## [INFORMATION SUPPLIED]
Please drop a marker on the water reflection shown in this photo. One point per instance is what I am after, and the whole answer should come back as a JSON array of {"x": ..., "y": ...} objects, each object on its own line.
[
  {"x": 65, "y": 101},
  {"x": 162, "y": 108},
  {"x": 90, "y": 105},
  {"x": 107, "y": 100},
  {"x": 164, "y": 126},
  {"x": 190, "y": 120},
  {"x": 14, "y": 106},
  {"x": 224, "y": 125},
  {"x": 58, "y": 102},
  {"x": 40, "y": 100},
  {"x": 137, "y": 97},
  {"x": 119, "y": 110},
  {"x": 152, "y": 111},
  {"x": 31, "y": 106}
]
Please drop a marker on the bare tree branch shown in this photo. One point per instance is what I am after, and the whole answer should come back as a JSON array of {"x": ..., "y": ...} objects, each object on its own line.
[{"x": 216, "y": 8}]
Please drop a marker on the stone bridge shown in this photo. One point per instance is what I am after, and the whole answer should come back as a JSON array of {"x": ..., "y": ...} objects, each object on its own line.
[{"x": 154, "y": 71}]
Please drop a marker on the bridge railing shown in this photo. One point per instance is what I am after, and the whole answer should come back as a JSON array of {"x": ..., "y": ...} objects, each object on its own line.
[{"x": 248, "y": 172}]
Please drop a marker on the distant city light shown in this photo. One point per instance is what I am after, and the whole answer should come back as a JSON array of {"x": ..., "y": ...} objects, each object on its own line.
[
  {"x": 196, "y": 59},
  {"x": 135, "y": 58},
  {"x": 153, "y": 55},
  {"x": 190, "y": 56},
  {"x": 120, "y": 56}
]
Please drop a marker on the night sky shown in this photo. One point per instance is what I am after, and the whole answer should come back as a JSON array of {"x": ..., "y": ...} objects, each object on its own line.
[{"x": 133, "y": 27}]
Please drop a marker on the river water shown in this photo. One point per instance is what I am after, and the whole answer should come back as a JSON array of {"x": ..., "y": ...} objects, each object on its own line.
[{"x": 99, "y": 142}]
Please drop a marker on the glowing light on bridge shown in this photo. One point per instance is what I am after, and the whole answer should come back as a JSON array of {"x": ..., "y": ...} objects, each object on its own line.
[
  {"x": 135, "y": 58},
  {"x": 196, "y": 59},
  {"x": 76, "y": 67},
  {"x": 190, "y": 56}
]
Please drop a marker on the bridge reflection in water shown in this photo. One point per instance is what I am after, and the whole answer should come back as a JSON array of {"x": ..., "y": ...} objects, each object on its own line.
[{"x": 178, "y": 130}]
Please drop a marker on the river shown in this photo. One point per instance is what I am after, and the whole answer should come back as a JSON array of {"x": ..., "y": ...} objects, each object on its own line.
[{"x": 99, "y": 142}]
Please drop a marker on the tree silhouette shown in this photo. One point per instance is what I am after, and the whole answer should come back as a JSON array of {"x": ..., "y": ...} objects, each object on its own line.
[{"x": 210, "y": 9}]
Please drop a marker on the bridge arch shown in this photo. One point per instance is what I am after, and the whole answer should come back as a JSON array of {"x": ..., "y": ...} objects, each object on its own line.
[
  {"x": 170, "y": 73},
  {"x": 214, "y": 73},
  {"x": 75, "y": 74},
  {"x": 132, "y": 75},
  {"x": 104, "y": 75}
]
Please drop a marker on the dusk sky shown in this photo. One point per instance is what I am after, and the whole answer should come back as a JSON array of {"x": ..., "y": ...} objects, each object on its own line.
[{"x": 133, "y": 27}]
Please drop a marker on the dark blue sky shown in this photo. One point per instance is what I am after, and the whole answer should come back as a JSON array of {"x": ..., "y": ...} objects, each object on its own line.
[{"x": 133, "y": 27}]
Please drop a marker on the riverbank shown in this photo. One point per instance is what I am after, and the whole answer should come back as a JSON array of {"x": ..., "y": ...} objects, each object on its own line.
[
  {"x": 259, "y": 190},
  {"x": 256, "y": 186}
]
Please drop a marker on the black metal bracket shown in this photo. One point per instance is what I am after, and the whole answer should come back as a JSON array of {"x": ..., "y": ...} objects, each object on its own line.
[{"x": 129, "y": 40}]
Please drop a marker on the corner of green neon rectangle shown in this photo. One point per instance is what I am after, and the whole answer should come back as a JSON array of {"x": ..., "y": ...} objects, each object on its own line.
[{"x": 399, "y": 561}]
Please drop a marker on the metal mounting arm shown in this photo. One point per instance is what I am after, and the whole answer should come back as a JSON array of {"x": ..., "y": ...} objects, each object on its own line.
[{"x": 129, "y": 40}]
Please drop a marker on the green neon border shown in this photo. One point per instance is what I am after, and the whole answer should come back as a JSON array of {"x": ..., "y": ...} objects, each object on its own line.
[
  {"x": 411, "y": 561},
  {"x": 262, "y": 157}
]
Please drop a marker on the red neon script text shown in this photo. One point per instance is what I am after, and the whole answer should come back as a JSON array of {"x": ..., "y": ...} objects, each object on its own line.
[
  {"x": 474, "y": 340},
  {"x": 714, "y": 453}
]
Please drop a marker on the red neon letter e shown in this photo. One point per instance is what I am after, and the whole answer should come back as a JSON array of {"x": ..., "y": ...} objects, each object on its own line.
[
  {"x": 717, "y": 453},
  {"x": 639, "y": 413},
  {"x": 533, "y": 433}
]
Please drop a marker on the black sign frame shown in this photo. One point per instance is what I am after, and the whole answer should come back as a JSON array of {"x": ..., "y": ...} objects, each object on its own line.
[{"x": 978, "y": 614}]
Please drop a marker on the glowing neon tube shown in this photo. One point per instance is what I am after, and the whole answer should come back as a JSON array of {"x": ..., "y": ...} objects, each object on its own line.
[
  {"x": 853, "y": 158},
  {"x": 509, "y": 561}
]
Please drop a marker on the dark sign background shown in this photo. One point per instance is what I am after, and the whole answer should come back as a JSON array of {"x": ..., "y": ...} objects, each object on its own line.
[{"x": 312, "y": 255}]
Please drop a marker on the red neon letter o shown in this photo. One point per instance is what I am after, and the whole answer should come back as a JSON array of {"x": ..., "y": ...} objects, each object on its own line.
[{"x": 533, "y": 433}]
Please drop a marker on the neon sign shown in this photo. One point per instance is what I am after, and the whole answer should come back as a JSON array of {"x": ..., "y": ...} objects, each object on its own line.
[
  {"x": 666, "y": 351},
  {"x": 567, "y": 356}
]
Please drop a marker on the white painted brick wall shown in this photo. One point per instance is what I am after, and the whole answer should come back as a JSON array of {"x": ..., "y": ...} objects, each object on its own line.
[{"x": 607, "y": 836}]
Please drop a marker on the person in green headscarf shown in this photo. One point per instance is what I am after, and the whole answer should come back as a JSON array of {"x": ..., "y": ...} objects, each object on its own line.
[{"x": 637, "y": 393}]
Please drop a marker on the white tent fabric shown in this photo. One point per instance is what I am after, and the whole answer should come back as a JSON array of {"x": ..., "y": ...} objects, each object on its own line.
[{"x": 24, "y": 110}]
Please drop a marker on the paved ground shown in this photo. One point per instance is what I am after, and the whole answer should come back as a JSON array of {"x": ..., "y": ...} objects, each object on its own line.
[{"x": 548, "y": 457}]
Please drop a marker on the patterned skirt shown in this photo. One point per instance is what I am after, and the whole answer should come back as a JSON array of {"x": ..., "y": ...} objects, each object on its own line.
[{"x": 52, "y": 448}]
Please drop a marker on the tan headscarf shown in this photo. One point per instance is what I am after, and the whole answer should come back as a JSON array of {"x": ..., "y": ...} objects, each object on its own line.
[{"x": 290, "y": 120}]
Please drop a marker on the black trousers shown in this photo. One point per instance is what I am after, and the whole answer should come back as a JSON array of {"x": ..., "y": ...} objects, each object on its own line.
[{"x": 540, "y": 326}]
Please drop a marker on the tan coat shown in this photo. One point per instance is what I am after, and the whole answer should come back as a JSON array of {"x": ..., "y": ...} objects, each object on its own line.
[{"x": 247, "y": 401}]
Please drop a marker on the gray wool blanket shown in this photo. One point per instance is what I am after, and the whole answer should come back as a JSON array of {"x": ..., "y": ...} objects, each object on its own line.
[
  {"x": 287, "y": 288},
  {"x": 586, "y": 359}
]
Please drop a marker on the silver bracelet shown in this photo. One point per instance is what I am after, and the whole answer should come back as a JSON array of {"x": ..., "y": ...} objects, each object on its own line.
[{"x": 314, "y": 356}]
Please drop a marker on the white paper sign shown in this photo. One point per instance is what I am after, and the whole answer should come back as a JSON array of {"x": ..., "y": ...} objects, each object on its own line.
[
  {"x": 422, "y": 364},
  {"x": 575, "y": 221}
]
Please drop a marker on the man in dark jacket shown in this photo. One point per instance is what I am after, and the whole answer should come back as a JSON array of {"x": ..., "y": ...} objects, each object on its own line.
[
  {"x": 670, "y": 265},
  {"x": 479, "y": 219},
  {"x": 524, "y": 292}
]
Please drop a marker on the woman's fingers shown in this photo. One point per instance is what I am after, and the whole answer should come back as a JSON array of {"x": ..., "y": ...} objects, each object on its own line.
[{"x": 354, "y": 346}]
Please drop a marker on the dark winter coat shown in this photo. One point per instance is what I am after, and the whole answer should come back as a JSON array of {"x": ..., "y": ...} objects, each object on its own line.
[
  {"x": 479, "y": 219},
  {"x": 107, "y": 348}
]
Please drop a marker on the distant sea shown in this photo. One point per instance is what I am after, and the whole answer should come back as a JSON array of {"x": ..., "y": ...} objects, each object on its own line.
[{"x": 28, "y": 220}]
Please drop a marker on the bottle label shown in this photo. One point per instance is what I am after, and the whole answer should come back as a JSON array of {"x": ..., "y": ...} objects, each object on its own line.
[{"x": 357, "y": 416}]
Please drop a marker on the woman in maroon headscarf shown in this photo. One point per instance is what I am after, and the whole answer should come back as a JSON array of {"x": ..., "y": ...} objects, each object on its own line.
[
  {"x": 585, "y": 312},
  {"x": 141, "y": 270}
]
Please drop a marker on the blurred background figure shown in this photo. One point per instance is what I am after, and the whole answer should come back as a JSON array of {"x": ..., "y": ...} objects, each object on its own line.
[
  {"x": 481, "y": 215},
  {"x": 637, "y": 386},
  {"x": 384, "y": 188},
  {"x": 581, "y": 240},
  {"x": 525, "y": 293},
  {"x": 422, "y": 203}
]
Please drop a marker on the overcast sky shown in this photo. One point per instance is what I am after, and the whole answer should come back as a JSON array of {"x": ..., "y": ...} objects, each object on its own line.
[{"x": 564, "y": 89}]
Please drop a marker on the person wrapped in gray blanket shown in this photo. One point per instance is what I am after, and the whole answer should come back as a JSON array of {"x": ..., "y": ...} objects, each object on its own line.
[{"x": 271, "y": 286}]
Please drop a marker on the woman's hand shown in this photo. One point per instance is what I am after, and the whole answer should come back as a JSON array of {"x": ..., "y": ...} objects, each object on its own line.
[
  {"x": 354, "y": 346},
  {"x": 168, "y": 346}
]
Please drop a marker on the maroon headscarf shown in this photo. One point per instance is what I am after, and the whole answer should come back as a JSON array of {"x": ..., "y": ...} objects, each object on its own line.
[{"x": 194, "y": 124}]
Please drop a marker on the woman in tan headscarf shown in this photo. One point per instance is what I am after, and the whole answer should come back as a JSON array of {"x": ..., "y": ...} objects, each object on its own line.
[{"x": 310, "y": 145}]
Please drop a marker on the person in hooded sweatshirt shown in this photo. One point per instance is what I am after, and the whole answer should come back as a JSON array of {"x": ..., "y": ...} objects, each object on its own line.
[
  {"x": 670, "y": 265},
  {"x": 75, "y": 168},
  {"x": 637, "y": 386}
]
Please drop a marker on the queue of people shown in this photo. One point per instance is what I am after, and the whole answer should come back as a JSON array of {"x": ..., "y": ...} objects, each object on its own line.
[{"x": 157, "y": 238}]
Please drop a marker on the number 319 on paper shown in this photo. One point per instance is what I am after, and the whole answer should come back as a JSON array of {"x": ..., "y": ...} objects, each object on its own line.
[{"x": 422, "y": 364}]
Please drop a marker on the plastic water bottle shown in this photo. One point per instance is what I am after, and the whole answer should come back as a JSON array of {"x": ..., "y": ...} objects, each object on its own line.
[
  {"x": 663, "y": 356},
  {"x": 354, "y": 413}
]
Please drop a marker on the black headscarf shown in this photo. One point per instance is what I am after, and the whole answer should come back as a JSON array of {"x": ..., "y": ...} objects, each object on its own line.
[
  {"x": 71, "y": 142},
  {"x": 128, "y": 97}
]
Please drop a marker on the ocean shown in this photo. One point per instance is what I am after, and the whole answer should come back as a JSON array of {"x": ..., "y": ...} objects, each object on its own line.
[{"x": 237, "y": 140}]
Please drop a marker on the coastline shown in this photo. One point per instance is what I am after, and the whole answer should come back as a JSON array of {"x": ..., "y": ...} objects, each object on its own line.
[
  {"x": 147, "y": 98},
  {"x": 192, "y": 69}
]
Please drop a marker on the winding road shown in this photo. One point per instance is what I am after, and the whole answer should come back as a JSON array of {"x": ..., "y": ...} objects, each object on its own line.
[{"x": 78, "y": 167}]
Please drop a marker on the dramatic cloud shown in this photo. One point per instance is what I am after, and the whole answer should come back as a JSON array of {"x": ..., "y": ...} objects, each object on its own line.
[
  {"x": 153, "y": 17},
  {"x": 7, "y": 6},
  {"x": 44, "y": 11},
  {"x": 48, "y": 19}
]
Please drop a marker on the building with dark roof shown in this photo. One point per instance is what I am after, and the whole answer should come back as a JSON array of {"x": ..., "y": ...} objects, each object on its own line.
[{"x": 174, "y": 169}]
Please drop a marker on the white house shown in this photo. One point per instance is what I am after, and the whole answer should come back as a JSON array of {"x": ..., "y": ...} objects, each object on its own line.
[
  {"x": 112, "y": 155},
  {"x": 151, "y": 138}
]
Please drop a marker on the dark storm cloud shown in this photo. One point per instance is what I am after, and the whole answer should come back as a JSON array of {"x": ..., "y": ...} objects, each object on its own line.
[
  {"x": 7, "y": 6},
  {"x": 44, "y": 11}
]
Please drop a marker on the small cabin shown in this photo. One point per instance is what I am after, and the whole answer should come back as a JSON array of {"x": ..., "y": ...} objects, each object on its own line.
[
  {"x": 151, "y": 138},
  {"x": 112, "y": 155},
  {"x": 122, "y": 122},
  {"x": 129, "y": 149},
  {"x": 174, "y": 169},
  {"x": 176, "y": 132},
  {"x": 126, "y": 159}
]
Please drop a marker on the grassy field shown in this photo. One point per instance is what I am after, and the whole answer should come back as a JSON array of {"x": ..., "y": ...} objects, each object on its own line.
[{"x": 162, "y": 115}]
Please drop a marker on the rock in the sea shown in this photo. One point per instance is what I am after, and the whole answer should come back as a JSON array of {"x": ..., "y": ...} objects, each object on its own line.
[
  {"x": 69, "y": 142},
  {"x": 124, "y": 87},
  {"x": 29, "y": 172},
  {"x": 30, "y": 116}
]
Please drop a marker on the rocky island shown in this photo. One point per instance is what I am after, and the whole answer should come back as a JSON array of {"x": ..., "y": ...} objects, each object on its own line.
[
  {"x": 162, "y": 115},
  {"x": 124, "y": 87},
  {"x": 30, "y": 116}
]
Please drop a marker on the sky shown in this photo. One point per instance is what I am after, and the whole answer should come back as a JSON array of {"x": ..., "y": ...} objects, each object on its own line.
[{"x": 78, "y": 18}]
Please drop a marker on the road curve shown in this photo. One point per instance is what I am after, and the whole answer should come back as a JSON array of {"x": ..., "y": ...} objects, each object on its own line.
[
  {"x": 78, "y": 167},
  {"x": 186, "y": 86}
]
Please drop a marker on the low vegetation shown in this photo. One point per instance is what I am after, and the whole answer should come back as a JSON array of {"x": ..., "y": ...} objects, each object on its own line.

## [EXERCISE GOAL]
Copy the lines above verbatim, from the line that contains "Please drop a marker on the sky" through the final line, including both.

## [FULL RESPONSE]
Please drop a marker on the sky shown in this photo. One point per instance is what I am after, and the whole answer should come back as a JSON array of {"x": ..., "y": ...} objects, each object on its own line.
[{"x": 78, "y": 18}]
Please drop a marker on the road curve shown in this photo. One point per instance is what I am after, and the whole answer should come back as a JSON array of {"x": ..., "y": ...} objects, each object on its own line.
[
  {"x": 78, "y": 167},
  {"x": 186, "y": 86}
]
Please drop a marker on the low vegetation shown in this photo. One point per instance is what I am after, and the whole answer should come back as a JSON array of {"x": ..., "y": ...} objects, each object on its own line.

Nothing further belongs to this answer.